>>>
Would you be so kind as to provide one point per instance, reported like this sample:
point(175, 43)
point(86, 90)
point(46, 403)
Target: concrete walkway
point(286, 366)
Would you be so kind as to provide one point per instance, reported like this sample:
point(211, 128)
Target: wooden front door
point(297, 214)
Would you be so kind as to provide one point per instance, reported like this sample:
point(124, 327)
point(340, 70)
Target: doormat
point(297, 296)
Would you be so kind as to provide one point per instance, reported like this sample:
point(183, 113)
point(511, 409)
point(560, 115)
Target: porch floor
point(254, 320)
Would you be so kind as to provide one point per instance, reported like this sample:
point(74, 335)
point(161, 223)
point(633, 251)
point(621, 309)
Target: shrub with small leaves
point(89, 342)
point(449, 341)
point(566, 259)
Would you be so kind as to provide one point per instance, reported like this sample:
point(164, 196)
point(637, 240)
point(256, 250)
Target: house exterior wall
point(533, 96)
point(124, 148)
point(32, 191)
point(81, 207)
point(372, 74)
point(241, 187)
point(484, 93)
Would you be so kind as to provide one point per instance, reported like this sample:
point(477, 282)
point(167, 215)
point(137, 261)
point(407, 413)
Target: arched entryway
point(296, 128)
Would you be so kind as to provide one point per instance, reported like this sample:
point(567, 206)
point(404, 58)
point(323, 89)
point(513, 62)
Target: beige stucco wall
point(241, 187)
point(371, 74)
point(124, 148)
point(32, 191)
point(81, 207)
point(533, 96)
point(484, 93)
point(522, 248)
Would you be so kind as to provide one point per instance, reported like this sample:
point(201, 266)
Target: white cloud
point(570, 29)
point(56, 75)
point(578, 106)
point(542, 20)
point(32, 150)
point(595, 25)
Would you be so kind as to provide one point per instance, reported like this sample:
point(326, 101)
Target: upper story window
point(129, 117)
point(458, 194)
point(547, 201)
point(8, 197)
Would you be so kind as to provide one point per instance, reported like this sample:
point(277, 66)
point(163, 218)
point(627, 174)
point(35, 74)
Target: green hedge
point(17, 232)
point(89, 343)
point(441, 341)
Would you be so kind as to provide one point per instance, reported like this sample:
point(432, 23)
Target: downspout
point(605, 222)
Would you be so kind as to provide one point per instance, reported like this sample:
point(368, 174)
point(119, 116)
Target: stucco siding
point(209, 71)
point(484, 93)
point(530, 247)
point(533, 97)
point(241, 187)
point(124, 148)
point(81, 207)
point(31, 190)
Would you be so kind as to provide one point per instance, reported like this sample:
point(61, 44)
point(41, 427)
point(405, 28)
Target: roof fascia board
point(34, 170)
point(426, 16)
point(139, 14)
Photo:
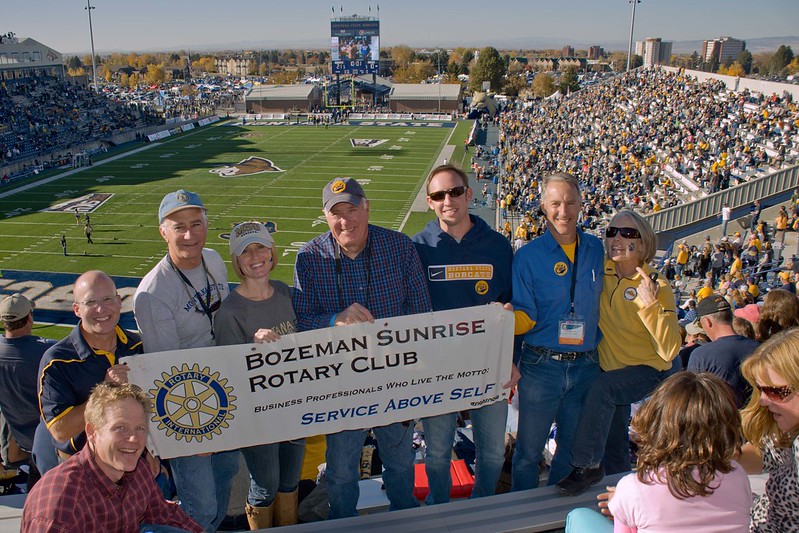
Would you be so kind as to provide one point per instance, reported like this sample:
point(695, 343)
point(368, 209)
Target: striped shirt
<<<
>>>
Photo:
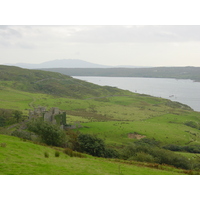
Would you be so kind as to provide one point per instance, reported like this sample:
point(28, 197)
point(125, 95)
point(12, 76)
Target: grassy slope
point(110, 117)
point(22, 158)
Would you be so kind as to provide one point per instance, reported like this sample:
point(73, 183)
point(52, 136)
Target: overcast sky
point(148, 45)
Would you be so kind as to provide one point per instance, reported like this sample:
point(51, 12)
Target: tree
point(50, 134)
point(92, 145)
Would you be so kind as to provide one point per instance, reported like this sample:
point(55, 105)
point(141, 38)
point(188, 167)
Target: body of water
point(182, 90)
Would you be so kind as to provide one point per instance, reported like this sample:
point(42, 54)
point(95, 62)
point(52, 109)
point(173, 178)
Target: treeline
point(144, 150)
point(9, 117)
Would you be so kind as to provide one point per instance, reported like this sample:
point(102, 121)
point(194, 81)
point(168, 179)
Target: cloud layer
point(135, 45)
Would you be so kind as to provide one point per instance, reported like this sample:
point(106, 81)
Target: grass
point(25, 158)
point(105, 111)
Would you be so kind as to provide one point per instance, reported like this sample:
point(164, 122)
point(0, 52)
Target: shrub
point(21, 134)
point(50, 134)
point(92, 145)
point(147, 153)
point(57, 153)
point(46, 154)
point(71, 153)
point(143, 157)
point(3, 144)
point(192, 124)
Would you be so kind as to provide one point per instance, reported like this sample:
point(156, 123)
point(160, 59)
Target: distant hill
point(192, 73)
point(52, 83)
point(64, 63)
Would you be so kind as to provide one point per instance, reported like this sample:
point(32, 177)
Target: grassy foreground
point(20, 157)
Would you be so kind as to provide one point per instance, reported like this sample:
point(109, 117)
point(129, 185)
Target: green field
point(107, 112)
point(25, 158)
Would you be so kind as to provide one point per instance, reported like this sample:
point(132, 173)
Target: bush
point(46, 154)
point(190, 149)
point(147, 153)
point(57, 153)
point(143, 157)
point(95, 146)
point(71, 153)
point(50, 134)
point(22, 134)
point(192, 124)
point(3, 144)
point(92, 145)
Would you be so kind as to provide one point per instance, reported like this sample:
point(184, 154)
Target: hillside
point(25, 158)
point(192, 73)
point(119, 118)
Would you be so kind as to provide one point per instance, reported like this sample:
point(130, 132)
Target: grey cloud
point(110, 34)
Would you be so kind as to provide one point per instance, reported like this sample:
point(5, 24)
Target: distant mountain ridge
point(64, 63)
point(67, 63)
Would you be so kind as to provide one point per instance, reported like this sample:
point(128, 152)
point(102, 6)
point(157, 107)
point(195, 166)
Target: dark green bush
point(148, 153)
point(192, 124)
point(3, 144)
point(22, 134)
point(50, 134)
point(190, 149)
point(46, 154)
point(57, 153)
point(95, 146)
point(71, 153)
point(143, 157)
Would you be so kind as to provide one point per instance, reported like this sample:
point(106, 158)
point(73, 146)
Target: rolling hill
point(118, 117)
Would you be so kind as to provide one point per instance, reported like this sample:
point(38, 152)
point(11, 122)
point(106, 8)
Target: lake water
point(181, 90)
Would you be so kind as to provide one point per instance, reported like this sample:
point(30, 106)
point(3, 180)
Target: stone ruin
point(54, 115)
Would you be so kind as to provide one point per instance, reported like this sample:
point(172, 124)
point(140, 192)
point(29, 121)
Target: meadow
<<<
EXERCISE OBJECTIVE — Pull out each line of the records above that contains the string "shrub". Only lines with matching case count.

THE COMPLETED TASK —
Target: shrub with small leaves
Target: shrub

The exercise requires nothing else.